Task description:
Match on the string "sample" in the entries below and return every matching line.
** Opening Input for this task block **
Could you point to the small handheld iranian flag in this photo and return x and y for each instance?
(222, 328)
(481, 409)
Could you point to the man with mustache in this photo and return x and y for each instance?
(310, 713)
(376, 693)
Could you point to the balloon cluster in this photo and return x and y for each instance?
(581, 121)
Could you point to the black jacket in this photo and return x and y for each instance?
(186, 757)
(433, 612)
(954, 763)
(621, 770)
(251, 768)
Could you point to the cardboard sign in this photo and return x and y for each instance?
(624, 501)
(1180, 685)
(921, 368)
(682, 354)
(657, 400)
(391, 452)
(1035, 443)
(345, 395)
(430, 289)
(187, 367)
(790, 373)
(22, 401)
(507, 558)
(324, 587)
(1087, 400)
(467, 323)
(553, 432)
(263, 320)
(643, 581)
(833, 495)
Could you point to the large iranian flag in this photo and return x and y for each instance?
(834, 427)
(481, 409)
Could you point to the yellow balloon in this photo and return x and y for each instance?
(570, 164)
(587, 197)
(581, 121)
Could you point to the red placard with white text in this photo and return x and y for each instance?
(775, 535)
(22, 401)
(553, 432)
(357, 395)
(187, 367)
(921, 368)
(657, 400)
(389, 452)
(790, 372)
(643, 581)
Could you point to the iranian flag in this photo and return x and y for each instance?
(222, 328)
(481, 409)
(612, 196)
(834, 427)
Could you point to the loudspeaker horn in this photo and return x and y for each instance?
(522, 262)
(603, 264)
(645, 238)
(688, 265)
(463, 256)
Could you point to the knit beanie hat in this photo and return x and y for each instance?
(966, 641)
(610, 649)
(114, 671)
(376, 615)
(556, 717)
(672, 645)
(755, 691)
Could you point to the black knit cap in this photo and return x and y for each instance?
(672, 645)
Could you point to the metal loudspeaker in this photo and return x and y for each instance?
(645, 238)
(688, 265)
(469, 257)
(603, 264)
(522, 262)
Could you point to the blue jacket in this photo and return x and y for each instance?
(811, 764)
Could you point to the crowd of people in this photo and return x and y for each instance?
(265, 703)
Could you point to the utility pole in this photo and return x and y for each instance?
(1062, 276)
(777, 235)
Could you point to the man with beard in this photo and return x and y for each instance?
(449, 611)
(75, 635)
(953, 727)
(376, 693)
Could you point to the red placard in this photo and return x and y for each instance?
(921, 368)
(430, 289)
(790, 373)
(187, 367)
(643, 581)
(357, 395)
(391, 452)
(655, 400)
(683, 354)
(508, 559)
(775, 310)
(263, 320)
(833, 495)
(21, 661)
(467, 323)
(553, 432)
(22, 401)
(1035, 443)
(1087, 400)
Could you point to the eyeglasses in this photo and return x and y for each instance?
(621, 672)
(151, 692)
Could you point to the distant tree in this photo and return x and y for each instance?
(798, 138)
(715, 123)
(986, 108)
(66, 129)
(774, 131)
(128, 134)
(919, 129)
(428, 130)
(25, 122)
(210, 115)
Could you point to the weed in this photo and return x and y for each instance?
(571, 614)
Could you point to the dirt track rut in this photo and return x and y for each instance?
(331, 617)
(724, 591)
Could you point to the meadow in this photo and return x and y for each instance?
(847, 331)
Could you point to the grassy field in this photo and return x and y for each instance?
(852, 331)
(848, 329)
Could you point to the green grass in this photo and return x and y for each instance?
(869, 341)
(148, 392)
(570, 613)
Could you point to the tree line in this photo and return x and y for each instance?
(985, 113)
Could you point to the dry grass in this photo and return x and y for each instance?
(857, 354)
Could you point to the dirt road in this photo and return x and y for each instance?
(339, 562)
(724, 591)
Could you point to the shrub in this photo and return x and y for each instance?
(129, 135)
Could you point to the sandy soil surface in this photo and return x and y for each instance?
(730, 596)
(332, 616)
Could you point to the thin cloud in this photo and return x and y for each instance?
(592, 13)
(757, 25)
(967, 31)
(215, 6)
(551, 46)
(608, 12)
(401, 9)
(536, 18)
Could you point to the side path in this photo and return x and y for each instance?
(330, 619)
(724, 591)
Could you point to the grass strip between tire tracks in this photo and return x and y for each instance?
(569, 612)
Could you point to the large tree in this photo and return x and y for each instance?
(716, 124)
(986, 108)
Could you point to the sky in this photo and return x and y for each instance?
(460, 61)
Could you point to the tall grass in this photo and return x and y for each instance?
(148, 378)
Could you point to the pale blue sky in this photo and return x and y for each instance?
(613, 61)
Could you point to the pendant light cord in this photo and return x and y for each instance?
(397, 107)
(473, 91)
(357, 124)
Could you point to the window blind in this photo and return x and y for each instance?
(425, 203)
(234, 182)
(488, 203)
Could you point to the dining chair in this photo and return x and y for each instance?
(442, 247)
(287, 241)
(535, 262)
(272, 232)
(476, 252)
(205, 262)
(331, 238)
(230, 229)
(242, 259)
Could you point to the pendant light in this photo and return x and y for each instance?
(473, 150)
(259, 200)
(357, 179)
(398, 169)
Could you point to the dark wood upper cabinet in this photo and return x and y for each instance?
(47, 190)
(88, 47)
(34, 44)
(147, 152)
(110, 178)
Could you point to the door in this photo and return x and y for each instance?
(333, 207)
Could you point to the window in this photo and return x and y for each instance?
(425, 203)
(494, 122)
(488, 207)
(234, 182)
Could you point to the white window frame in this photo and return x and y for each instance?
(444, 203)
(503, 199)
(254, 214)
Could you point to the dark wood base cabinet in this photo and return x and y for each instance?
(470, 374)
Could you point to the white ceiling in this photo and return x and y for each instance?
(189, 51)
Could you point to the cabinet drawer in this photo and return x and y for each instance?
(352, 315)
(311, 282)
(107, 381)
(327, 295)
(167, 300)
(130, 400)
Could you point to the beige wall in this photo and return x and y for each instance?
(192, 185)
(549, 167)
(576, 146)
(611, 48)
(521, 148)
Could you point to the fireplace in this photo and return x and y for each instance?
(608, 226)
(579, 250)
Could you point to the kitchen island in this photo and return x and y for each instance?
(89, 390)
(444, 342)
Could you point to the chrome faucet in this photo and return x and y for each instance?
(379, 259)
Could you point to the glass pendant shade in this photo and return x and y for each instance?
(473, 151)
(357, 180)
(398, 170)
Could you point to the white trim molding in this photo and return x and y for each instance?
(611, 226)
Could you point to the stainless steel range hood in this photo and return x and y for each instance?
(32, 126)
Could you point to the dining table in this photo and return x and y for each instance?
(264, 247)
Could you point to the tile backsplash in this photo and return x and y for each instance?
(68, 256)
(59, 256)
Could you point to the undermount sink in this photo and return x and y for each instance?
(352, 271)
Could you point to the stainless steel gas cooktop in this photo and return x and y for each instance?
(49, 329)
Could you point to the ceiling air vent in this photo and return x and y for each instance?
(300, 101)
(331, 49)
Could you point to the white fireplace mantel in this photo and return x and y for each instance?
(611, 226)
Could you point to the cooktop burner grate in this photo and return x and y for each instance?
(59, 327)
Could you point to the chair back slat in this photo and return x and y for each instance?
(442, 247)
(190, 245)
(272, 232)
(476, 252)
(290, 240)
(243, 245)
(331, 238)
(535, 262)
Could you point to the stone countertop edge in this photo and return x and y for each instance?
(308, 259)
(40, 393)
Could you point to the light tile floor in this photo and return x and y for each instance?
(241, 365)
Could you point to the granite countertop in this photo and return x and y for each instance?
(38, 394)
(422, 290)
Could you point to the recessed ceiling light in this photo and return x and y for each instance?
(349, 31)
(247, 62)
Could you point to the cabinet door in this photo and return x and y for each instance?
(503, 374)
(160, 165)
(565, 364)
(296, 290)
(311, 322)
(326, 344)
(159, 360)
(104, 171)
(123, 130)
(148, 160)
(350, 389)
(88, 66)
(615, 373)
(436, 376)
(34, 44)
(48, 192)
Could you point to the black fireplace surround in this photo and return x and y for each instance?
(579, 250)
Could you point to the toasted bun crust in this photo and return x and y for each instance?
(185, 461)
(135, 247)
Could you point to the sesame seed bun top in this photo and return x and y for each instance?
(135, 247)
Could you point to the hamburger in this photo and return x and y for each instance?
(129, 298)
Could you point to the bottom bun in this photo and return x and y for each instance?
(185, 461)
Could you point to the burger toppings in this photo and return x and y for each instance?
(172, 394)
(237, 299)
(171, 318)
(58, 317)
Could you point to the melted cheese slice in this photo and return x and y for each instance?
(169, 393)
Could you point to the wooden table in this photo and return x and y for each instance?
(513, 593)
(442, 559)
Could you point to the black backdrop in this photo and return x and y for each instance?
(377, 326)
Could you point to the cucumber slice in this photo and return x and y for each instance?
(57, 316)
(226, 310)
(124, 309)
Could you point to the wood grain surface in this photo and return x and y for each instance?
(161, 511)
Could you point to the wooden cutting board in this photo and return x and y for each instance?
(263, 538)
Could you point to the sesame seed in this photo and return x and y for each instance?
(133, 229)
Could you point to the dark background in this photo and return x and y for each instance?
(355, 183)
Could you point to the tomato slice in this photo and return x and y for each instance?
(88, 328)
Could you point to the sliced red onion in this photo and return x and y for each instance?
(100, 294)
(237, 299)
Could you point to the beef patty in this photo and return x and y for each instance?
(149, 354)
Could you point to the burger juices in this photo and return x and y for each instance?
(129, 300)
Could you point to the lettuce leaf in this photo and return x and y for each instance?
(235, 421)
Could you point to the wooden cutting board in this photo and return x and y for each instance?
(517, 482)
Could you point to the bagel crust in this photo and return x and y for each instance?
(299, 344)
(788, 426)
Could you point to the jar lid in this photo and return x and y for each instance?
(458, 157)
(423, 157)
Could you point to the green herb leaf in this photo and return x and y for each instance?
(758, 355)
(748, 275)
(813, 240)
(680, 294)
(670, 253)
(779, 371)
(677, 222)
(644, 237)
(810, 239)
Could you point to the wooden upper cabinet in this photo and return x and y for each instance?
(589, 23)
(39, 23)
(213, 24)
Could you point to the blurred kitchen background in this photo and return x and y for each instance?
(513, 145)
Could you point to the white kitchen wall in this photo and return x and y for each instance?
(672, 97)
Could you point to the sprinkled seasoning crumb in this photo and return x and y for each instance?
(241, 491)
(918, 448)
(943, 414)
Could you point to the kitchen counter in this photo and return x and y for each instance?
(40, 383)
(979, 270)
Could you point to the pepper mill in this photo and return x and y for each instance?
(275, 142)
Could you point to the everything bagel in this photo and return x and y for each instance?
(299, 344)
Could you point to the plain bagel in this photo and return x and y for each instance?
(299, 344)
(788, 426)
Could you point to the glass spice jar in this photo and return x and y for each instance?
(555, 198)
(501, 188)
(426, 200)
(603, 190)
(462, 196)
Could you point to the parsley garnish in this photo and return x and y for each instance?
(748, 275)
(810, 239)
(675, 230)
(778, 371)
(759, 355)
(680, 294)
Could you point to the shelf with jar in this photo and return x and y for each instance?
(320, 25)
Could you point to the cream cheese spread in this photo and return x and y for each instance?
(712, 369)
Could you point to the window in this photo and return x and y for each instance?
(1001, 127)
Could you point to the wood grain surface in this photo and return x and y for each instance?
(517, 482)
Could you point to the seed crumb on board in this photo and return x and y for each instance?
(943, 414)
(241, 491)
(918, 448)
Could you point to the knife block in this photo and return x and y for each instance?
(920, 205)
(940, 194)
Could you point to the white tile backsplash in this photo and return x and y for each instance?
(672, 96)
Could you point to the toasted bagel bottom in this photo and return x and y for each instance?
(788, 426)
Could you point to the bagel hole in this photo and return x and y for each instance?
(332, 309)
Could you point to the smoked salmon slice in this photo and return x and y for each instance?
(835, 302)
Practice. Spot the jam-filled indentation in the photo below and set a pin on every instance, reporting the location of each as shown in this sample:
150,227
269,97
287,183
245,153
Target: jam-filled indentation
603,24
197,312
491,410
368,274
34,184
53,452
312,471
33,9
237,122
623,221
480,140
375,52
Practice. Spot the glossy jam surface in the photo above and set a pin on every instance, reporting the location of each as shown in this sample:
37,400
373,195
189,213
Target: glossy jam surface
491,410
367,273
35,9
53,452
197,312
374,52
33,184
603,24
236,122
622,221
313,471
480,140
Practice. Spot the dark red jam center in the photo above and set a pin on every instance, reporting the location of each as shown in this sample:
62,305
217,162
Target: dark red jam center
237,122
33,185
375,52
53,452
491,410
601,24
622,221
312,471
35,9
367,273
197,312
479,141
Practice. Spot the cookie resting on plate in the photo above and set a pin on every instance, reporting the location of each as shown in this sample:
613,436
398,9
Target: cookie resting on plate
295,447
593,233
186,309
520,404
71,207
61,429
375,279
** Closing Input for this task block **
Reply to the task:
Practice. Spot the jam-filled indentation in the photo below and set a pin on every instance, reporting the location of each as shown in this sample:
Practice. Spot the glossy jam surface in the photo above and set a pin on every instance, reporting the location of each as shown in this sample:
Practice. Spot the dark red jam center in the photo above and set a pin on every instance, reporting the location of each as shown in this sample:
Practice. Spot the cookie resting on plate in the photo above and set a pin on every instance, reporting the location of each as shown in this sample:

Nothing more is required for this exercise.